-- AIM --
Reproduce the listing below line for line, changing nothing.

(Dataset items)
+ + +

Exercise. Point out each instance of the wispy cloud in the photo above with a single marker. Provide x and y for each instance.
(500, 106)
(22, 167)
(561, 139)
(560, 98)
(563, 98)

+ + +

-- SOLUTION TO THIS TASK --
Exercise. Point out each instance of the wispy cloud in the photo above with a single marker. Provide x and y for each instance.
(500, 106)
(22, 167)
(561, 139)
(560, 98)
(563, 98)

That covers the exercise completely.